What you have to do:
Every line below is to be quoted exactly, with nothing added or dropped.

Exercise material:
++++++++++

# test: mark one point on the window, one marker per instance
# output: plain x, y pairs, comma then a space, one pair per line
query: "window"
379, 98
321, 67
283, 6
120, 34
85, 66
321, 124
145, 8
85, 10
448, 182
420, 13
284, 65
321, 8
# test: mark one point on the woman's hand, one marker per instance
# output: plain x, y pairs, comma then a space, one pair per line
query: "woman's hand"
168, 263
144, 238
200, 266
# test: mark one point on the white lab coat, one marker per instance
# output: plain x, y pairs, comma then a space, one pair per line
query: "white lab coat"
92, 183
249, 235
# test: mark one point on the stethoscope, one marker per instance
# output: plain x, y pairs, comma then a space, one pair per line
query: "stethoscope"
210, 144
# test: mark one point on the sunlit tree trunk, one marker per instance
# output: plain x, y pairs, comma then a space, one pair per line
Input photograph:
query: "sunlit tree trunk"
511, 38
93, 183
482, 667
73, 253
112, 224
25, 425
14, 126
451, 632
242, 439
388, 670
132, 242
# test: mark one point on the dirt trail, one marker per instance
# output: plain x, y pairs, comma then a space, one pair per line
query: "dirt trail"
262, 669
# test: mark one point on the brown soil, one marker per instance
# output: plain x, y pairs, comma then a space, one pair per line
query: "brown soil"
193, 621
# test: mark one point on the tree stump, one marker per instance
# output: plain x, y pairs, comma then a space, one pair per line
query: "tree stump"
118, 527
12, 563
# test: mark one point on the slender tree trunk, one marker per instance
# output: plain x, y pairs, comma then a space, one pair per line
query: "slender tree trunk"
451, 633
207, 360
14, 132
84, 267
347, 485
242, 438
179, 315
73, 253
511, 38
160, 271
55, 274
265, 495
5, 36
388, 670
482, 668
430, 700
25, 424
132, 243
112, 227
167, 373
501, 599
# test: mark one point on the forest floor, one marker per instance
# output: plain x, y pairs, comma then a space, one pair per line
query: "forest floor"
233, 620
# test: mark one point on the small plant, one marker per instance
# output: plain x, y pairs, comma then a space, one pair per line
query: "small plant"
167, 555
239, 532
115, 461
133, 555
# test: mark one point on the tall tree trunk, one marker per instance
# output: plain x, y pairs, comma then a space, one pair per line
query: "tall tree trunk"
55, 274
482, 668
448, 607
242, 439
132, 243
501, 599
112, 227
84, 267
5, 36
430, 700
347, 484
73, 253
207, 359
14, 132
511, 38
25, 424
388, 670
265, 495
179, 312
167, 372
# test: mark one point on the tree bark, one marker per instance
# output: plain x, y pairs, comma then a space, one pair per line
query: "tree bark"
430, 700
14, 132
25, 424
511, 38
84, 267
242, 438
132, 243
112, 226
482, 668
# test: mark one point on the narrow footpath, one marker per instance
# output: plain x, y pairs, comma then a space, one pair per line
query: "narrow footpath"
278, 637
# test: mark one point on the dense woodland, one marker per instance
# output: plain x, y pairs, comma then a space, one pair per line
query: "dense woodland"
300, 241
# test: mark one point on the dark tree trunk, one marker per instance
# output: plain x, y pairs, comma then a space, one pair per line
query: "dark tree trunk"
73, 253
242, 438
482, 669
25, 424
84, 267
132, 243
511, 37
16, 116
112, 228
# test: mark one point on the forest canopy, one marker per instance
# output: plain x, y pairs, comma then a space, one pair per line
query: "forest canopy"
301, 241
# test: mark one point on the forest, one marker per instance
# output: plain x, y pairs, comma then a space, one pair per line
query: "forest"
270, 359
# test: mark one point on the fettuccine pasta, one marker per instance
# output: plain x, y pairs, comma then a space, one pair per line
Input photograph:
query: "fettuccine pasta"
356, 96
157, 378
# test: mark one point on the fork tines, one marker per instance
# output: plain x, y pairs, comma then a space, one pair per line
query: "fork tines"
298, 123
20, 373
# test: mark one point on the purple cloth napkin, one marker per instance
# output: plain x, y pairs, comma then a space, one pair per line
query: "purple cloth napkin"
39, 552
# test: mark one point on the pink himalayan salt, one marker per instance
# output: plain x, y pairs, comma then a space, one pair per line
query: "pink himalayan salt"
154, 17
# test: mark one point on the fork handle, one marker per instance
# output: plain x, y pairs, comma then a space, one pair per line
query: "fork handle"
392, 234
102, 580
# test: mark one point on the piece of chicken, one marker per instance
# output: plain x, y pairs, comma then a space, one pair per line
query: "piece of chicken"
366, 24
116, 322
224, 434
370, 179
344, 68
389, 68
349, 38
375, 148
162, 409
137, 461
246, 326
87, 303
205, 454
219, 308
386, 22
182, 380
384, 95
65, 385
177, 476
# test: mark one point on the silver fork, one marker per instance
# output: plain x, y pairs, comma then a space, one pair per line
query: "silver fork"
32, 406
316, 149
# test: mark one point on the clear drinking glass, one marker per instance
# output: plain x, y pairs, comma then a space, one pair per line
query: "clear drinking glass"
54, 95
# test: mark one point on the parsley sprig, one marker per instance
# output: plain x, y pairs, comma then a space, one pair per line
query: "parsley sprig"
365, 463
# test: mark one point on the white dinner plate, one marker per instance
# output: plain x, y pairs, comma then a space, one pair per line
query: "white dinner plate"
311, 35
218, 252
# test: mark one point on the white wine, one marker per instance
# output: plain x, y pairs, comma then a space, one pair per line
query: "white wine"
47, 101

++++++++++

Final result:
# test: mark one point on the window, one marker per instance
# output: plain x, y pairs, comma then a space, one pair per line
query: "window"
379, 98
321, 67
283, 6
120, 34
85, 66
321, 124
145, 8
85, 10
448, 182
420, 13
284, 65
321, 8
# test: mark one point on the woman's hand, one marker per instance
# output: plain x, y pairs, comma then a space, one pair per line
query: "woman's hand"
168, 263
144, 238
200, 266
# test: mark one point on the white lab coat, one marker per instance
# output: plain x, y pairs, comma then a space, one pair per line
query: "white lab coat"
92, 183
249, 235
# test: mark one point on the stethoscope, one marker per instance
# output: plain x, y pairs, comma then a space, one pair per line
query: "stethoscope"
210, 144
# test: mark one point on the sunlit tree trunk, one marker per instance
# output: plain x, y pairs, comma then a space, one pair per line
Input photograph:
query: "sunlit tree trunk"
511, 38
93, 183
482, 667
73, 253
112, 224
25, 425
14, 126
451, 632
242, 439
388, 670
132, 242
# test: mark one point on the dirt trail, one marker per instance
# output: plain x, y pairs, comma then a space, one pair per line
query: "dirt trail"
262, 669
# test: mark one point on the brown soil, one marker per instance
# output: plain x, y pairs, comma then a space, one pair per line
query: "brown soil"
193, 621
# test: mark one point on the tree stump, one marker per instance
# output: plain x, y pairs, comma then a space, one pair per line
query: "tree stump"
118, 527
12, 563
# test: mark one point on the slender tree trunk, one marker per instance
# output: plain x, y pairs, comma then a space, one pair per line
query: "slender tree trunk"
451, 633
207, 360
14, 132
84, 267
347, 485
242, 438
179, 315
73, 253
511, 38
160, 271
55, 274
265, 495
5, 36
388, 670
482, 668
430, 700
25, 424
132, 243
112, 227
167, 373
501, 599
# test: mark one point on the forest floor, one marker per instance
# output: plain x, y pairs, comma then a space, one pair per line
query: "forest floor"
233, 620
# test: mark one point on the small plant, one marker per instance
# output: plain x, y pairs, comma then a space, one pair per line
query: "small plant"
167, 555
239, 532
115, 461
133, 555
# test: mark one point on the tall tree trunk, one marker per instance
# output: plain x, y pairs, comma then a space, one pair per line
query: "tall tree trunk"
55, 274
482, 668
448, 607
242, 439
132, 243
501, 599
112, 227
84, 267
5, 36
430, 700
347, 484
73, 253
207, 359
14, 132
511, 38
25, 424
388, 670
265, 495
179, 312
167, 372
# test: mark one point on the tree bark, one marker per instance
# output: plain x, y pairs, comma then a space, one pair per line
query: "tree bark"
430, 700
14, 132
25, 424
511, 38
84, 267
242, 438
132, 243
112, 226
482, 668
# test: mark one point on the narrow footpath, one marker per instance
# output: plain x, y pairs, comma then a space, one pair per line
query: "narrow footpath"
278, 637
# test: mark one point on the dense woodland, one marker per instance
# output: plain x, y pairs, comma then a space, one pair per line
query: "dense woodland"
300, 241
# test: mark one point on the dark tree trunk, one marker per instance
# output: plain x, y pairs, comma then a space, one pair per line
query: "dark tree trunk"
73, 253
242, 438
482, 669
25, 424
84, 267
132, 243
511, 37
16, 116
112, 228
# test: mark one point on the forest canopy, one marker per instance
# output: plain x, y pairs, comma then a space, one pair per line
query: "forest canopy"
301, 241
# test: mark one point on the forest, one marker per instance
# output: plain x, y pairs, comma then a space, one pair per line
query: "forest"
270, 359
# test: mark one point on the fettuccine pasta, one marker per instance
# output: plain x, y pairs, comma then a space, one pair per line
Input photograph:
query: "fettuccine pasta"
356, 96
157, 378
# test: mark one point on the fork tines, one marker per instance
# output: plain x, y pairs, comma then a space, one pair per line
query: "fork tines"
298, 123
20, 373
# test: mark one point on the purple cloth napkin, one marker per instance
# output: plain x, y pairs, comma then a space, one pair per line
query: "purple cloth napkin"
39, 552
# test: mark one point on the pink himalayan salt, one marker per instance
# output: plain x, y pairs, comma then a space, one pair per line
query: "pink himalayan salt"
154, 17
# test: mark one point on the fork handle, one marker per instance
# output: plain x, y pairs, comma then a space, one pair per line
query: "fork handle"
392, 234
102, 580
# test: mark one point on the piece of chicken, one marker per instance
# output: plain x, y pairs, comma then a space, one pair per line
query: "piece of chicken"
366, 24
116, 322
224, 434
370, 179
344, 68
389, 68
349, 38
375, 148
162, 409
137, 461
246, 326
87, 303
205, 454
219, 308
386, 22
182, 380
384, 95
65, 385
177, 476
# test: mark one point on the silver fork, one marker per instance
# output: plain x, y pairs, comma then a space, one pair per line
query: "silver fork"
32, 406
316, 149
# test: mark one point on the clear drinking glass, one marker per instance
# output: plain x, y pairs, comma then a space, one pair per line
query: "clear drinking glass"
54, 95
# test: mark one point on the parsley sprig, one marker per instance
# output: plain x, y pairs, comma then a space, one pair per line
query: "parsley sprig"
365, 463
# test: mark one point on the white dinner plate, one marker per instance
# output: plain x, y pairs, comma then a space, one pair per line
query: "white dinner plate"
311, 35
218, 252
# test: mark one point on the white wine, one marker per instance
# output: plain x, y pairs, comma then a space, one pair per line
query: "white wine"
47, 101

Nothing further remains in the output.